=== Section Start ===
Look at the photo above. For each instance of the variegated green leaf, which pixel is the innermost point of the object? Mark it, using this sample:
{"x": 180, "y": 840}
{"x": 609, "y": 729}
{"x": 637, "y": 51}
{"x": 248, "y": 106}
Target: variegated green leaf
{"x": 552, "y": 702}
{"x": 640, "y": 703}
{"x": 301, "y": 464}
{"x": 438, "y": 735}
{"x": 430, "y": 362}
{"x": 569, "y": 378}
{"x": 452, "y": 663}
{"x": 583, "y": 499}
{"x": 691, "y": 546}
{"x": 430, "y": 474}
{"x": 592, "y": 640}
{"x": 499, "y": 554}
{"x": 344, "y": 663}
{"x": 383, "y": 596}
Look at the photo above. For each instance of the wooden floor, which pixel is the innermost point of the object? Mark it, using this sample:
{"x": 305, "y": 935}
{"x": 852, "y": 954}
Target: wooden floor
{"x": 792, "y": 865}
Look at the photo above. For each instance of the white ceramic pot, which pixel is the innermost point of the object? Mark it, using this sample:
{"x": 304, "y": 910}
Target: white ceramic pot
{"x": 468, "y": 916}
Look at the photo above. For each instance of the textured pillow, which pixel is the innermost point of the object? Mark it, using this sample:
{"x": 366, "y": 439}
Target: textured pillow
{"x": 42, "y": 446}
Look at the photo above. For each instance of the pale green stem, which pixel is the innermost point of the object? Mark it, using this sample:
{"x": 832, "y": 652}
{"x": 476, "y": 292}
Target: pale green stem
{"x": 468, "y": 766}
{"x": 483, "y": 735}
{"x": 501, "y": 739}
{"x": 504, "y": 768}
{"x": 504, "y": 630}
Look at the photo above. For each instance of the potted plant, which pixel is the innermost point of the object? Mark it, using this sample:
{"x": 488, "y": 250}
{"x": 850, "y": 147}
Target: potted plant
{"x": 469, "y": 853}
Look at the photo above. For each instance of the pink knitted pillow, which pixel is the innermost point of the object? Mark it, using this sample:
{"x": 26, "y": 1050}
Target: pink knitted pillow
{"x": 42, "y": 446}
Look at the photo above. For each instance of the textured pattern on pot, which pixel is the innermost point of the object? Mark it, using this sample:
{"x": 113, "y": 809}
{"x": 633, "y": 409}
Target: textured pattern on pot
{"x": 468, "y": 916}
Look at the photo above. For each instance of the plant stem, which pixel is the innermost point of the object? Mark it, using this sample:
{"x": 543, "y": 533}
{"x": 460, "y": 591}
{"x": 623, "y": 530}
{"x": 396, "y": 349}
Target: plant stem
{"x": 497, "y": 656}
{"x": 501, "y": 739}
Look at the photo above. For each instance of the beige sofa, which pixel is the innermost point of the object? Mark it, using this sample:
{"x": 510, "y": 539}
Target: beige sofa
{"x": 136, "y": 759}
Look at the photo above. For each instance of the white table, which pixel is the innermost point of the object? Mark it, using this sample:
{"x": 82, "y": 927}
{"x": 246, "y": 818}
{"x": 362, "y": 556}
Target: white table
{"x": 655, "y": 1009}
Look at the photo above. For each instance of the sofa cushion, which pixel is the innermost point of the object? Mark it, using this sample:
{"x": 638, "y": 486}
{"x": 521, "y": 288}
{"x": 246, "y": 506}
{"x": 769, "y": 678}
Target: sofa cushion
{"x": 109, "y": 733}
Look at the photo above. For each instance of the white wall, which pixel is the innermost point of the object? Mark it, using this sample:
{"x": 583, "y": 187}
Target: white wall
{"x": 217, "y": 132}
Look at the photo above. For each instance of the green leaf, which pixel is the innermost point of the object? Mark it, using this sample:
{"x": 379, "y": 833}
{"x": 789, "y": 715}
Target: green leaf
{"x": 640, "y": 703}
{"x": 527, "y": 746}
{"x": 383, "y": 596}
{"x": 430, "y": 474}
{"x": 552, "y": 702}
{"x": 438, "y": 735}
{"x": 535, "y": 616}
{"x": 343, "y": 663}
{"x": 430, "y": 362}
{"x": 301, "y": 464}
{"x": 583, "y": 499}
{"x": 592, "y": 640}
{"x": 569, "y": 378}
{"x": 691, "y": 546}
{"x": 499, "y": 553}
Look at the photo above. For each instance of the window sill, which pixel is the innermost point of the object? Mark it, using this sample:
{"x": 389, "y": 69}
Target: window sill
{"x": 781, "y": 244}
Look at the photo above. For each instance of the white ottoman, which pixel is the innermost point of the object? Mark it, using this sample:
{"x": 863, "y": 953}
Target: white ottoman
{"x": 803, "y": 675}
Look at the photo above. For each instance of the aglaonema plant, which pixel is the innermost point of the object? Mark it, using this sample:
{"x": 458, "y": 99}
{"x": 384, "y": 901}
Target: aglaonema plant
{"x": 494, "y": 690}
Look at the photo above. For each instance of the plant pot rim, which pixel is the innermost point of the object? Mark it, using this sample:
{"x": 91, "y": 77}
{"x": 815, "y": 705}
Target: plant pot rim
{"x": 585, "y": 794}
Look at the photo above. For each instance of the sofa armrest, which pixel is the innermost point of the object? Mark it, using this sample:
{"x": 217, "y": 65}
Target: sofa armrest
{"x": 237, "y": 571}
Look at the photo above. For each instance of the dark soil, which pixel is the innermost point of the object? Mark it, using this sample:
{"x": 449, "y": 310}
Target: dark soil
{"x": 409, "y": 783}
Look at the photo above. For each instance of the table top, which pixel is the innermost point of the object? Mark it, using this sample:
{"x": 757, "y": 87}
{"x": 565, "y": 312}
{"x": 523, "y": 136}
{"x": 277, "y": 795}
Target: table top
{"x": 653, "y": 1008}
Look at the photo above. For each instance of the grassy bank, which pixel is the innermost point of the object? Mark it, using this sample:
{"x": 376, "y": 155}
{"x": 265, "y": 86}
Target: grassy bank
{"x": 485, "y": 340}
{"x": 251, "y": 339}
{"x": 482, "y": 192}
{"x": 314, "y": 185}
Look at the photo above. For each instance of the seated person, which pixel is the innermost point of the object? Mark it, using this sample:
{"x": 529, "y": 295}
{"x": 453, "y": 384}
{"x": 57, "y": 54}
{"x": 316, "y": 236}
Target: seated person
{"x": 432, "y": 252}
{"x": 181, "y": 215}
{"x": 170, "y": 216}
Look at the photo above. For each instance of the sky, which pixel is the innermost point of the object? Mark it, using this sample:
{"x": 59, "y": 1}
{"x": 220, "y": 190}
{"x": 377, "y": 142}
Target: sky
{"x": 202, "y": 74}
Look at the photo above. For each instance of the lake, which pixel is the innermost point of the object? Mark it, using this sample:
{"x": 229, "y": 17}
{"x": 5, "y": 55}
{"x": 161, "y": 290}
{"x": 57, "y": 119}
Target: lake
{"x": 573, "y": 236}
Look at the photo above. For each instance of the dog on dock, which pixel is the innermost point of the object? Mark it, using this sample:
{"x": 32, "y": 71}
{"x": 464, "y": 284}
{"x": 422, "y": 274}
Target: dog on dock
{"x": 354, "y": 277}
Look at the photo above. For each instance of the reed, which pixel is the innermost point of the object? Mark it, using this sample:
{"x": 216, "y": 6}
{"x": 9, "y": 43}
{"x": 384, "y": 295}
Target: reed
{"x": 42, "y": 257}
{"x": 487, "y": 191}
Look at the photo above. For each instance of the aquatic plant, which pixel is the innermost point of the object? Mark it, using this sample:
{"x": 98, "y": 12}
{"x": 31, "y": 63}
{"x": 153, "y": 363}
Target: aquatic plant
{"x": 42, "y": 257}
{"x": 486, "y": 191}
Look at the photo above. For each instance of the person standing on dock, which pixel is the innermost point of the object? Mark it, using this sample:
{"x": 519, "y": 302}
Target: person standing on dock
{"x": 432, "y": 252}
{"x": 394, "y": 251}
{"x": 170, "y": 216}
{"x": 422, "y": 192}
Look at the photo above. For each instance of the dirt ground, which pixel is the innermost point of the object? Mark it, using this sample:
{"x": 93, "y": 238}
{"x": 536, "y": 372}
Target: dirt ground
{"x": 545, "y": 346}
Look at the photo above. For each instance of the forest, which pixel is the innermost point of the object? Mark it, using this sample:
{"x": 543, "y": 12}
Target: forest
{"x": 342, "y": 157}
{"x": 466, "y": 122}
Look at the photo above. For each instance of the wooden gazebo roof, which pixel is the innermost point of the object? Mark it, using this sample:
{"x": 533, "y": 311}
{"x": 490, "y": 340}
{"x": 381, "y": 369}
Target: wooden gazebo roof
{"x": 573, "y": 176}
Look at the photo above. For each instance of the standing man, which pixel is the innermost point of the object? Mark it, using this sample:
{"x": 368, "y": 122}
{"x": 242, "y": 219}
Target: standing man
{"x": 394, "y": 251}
=== Section End ===
■ TO DO
The exact lines of the material above starting at the one that contains "sofa cushion, which" and ending at the one that contains "Look at the photo above. For each instance of the green" are what to retype; leave out everything else.

■ TASK ANSWER
Look at the photo above. For each instance of the sofa cushion, which pixel is the innermost point of the object? Mark it, using this sample:
{"x": 638, "y": 486}
{"x": 521, "y": 288}
{"x": 246, "y": 506}
{"x": 769, "y": 678}
Target: sofa cushion
{"x": 109, "y": 733}
Look at the photo above. For each instance of the white wall, which pixel is the innermost point of the object? Mark it, using this sample:
{"x": 583, "y": 187}
Target: white wall
{"x": 217, "y": 132}
Look at the photo above. For each instance of the green leaf, which pixel is the innermost point of the object? Mark it, using this sample:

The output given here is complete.